§ **TASK**
Repeat, exactly and completely, the material that follows. Omit the pictures.

######

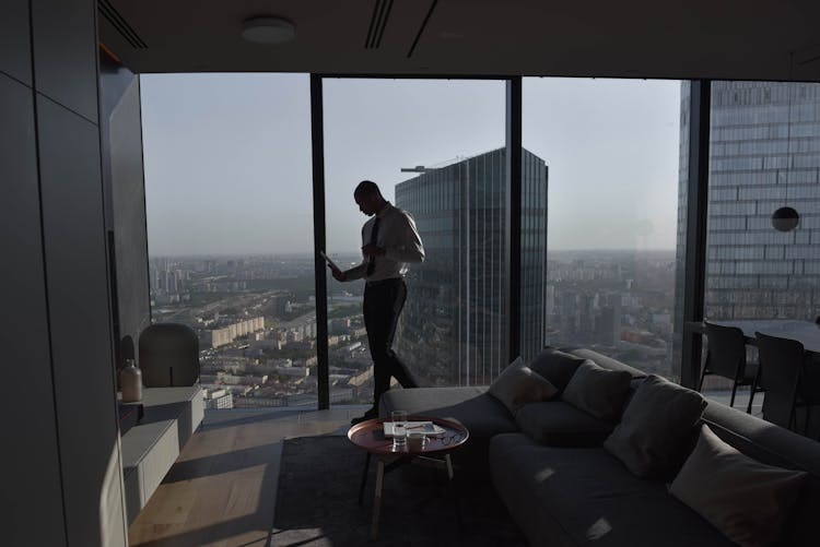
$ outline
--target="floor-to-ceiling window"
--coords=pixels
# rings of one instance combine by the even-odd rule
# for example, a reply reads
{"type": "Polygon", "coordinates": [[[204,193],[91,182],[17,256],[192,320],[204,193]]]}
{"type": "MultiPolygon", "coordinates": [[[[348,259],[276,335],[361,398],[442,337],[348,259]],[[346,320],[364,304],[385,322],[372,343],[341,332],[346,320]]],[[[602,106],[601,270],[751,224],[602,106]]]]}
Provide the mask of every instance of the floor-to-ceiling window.
{"type": "MultiPolygon", "coordinates": [[[[422,385],[487,384],[508,362],[505,82],[324,79],[327,250],[361,263],[364,179],[414,218],[395,348],[422,385]]],[[[370,402],[363,282],[328,282],[331,401],[370,402]]]]}
{"type": "Polygon", "coordinates": [[[525,156],[544,167],[524,170],[534,175],[523,186],[523,335],[538,337],[526,329],[543,321],[550,345],[677,376],[680,88],[678,81],[524,79],[525,156]],[[527,314],[527,290],[543,292],[543,316],[527,314]]]}
{"type": "Polygon", "coordinates": [[[315,406],[309,76],[141,78],[152,321],[208,407],[315,406]]]}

######

§ **EXERCISE OUTPUT**
$ outline
--target="floor-to-ceiling window"
--coords=pixels
# rings of one instance combine by the even-odd rule
# for example, a reply reads
{"type": "Polygon", "coordinates": [[[204,193],[91,182],[17,256],[192,320],[204,193]]]}
{"type": "MultiPolygon", "coordinates": [[[[348,259],[276,335],[361,398],[442,337],[348,259]],[[346,320],[364,304],[385,322],[372,343],[341,332],[346,320]]],[[[602,106],[601,270],[751,224],[602,106]]]]}
Provide the mask of every instance of the floor-to-ceiling window.
{"type": "MultiPolygon", "coordinates": [[[[422,385],[487,384],[508,362],[505,82],[324,79],[327,250],[361,263],[364,179],[414,218],[395,348],[422,385]]],[[[370,402],[363,282],[328,282],[331,401],[370,402]]]]}
{"type": "Polygon", "coordinates": [[[525,156],[544,167],[524,170],[534,175],[523,186],[523,335],[538,337],[526,329],[543,321],[550,345],[677,376],[680,88],[678,81],[524,79],[525,156]],[[527,314],[527,290],[543,292],[543,316],[527,314]]]}
{"type": "Polygon", "coordinates": [[[315,406],[309,76],[141,78],[152,321],[208,407],[315,406]]]}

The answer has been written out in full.